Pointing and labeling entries
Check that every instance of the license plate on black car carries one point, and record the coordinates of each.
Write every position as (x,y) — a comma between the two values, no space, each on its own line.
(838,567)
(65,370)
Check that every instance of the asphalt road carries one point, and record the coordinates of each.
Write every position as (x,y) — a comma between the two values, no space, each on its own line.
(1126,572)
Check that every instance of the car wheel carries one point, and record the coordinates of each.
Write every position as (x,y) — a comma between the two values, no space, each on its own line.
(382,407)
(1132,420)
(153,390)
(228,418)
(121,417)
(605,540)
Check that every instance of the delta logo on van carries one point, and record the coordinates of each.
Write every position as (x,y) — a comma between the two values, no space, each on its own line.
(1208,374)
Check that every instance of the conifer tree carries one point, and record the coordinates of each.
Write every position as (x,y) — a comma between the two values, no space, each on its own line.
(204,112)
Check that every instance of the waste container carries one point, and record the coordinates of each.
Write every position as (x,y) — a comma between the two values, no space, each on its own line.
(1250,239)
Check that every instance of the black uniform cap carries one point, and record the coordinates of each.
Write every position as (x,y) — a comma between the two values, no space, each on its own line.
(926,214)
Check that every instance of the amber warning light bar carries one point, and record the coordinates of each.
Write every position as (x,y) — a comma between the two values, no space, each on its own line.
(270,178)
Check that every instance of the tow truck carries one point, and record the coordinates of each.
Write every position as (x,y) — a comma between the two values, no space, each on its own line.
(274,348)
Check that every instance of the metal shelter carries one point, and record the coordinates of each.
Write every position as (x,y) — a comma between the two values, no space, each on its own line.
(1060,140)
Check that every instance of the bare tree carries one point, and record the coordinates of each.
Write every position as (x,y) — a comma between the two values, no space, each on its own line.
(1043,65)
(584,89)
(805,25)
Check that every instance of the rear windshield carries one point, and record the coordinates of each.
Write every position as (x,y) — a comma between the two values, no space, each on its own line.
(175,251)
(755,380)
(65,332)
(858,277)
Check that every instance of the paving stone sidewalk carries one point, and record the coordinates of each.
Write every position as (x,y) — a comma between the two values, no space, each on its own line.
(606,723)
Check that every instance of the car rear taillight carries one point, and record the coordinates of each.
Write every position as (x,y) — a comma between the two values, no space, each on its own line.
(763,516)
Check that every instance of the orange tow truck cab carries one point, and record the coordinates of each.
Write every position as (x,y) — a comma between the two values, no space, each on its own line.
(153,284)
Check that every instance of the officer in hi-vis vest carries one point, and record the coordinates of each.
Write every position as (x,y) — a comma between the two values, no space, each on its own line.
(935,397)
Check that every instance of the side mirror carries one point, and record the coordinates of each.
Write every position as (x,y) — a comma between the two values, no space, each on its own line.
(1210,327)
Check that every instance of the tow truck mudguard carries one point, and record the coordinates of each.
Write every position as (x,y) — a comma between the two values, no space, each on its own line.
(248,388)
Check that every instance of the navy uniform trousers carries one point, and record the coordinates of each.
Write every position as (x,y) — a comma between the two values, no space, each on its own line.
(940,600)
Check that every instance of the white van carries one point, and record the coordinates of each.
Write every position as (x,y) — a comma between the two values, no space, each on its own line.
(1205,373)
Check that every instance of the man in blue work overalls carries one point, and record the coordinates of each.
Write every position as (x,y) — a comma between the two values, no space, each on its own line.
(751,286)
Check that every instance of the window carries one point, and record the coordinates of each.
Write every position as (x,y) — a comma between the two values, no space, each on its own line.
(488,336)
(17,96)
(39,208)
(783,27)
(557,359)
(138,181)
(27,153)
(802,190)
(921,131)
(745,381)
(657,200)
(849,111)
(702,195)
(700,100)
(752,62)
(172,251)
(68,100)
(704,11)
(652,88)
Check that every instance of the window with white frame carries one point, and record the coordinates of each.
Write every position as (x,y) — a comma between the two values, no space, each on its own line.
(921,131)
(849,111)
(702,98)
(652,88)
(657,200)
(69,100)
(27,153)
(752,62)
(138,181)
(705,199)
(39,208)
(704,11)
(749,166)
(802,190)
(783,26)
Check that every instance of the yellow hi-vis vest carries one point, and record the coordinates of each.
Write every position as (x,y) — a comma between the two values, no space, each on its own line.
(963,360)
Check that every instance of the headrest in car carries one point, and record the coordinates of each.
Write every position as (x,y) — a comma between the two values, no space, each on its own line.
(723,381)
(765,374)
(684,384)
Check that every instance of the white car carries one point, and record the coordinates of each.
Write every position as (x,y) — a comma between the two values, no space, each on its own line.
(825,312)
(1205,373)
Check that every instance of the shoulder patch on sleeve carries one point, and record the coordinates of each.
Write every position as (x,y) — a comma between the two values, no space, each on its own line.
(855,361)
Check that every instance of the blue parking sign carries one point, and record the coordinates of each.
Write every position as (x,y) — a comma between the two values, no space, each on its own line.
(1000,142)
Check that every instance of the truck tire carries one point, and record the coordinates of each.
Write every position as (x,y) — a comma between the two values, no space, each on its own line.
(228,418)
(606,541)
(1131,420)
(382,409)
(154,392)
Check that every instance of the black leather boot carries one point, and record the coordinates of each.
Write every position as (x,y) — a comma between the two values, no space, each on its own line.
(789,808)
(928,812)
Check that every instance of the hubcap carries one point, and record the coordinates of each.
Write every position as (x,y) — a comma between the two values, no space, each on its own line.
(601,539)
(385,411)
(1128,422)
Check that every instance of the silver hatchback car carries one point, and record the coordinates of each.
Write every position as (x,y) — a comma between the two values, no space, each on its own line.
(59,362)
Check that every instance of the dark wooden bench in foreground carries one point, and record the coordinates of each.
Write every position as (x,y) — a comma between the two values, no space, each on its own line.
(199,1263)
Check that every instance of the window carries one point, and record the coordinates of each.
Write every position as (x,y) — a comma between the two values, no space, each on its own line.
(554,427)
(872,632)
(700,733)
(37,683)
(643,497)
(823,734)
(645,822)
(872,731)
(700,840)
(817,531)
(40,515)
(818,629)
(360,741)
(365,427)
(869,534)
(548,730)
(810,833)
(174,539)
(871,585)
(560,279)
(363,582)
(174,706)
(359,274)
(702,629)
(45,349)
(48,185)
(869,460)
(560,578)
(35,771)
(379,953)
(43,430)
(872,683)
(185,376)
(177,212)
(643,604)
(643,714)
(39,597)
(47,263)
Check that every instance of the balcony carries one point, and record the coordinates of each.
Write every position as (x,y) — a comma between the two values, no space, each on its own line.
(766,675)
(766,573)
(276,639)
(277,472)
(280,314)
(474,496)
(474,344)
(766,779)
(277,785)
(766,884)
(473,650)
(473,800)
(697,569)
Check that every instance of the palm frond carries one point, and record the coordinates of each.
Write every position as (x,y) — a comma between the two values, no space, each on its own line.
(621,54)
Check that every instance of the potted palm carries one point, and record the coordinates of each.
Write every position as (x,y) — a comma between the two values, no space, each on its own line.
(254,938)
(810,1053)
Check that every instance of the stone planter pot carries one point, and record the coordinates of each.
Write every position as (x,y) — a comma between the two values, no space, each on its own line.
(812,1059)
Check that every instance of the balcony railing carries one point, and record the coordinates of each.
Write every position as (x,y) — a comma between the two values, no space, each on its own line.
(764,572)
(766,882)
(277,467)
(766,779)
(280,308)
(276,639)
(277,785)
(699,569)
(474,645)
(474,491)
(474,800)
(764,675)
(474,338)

- [Set exercise] Give back, unchanged, every line from the one with "Check that every instance of the balcony carries" to the end of the entries above.

- [Full response]
Check that every instance of the balcony carries one point, and record the coordinates of each.
Write every position as (x,y) — a comma between the two values, no space, each on its own line.
(766,675)
(766,573)
(276,639)
(277,472)
(280,314)
(474,496)
(474,344)
(766,779)
(277,785)
(766,884)
(473,650)
(473,800)
(697,569)
Check that every instance of the palm frond carries one point, and record the coordinates of each.
Write every position as (x,y) — a comma between the two values, no space, each on its own line.
(621,54)
Check that every instance of the potted palm carries one point, and record the coordinates of each.
Write every position as (x,y) — a comma between the two values, no space, each on its own line.
(254,938)
(810,1053)
Check that every instance of the stone planter pot carries one point, and record the coordinates of each.
Write every position as (x,y) — a comma between the two values, no space, each on its own line.
(812,1059)
Check that every instance of the balcony railing carries one point, and record the coordinates of each.
Write every position as (x,y) — a comma between the two values, no space, each on its own line.
(764,572)
(766,882)
(277,467)
(766,779)
(280,308)
(276,639)
(277,785)
(699,569)
(474,645)
(474,491)
(474,800)
(764,675)
(474,338)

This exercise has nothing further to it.